WHAT THIS TASK INVOLVES>
Please copy out every one of the lines below word for word, leaving nothing out and changing nothing.

DATA TO USE>
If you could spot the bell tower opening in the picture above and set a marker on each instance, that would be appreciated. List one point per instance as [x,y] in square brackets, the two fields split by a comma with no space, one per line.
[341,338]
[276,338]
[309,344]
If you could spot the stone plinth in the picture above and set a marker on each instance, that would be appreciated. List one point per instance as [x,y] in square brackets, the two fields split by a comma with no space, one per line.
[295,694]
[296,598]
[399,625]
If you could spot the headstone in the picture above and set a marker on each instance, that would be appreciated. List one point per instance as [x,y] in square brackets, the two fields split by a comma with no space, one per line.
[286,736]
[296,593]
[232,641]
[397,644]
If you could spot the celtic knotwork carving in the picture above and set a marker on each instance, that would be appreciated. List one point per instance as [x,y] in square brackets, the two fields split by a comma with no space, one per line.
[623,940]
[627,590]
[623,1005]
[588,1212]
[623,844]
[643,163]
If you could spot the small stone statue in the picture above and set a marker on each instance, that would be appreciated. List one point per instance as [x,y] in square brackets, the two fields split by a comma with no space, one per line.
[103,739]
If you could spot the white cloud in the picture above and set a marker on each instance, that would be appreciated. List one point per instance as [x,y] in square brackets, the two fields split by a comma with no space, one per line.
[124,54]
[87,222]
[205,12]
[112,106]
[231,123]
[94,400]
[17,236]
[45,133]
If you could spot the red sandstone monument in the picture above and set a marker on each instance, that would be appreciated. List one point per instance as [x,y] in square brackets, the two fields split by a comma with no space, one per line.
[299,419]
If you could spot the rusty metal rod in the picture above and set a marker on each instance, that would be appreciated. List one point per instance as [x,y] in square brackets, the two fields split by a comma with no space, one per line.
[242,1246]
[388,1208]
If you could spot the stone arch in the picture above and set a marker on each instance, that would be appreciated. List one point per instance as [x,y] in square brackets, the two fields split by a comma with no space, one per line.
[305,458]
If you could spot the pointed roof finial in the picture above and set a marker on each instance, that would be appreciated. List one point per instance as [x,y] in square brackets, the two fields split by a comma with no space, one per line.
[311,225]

ANSWER TO THIS EXERCISE>
If you could spot the bell tower opening in the picture above and set a marker on each instance, that would be appreciated. List one point per instance as [x,y] in square brackets, the two fields split by a comma with no space, one per line.
[341,338]
[276,338]
[309,344]
If you could spot the stone plinth in the picture above and set a marker on each instance, that would be appreciated. List one point per instance as [x,y] in square brackets, the two fields split by a comma with no space, one per line.
[295,694]
[296,598]
[399,625]
If you could spot the headstone in the picture above and set a marker on each instance, that would be appreciated. List one point per instance as [x,y] in square brackets, the two fields split by a comma with no space, one per line.
[286,736]
[296,593]
[232,641]
[397,644]
If you could spot the celtic knotwork carving in the picture above and set a marker on each instance, that would be appreciated. List one point per instance as [x,y] in square brackets, the two fields split by a comma with no space, one per line.
[623,940]
[627,590]
[623,1005]
[588,1212]
[623,844]
[643,163]
If you could spot the small stone statue in the picture above and set a marker on each instance, that would be appreciated. List one point per instance as [x,y] in square brackets, the two fields split by a comma with no space, one per line.
[103,739]
If you could spot the white cloud in the picture above and set a marker on each instance, that would be appreciated. List one point per instance as [x,y] in square brackets, the two fields split by a comma with no space, one per line.
[124,54]
[87,222]
[205,12]
[112,106]
[231,123]
[94,400]
[17,236]
[45,133]
If you could spot the red sandstone monument in the picture above and set a marker on each instance, that would be appreciated. List one point per instance as [x,y] in square brackets, the two fields split by a comma with no space, one per line.
[299,419]
If you could spot the rusty metal rod in the picture above and set a marker on each instance, that would be appreciated. List one point per instance as [x,y] in square brackets, the two fields split by a comma with no space, one per line.
[242,1246]
[388,1208]
If you could spot the stone arch in the picture above and set a marker on each instance, that would be appreciated. List one point per instance as [x,y] in square brackets, the two fields split by a comma with no space, one per line.
[305,458]
If you could spot the pointed roof finial in the picture above and set a marker on each instance, that would be appreciated. List one point per instance as [x,y] in square brackets, the two fields split by a comma with no space, one per line.
[311,225]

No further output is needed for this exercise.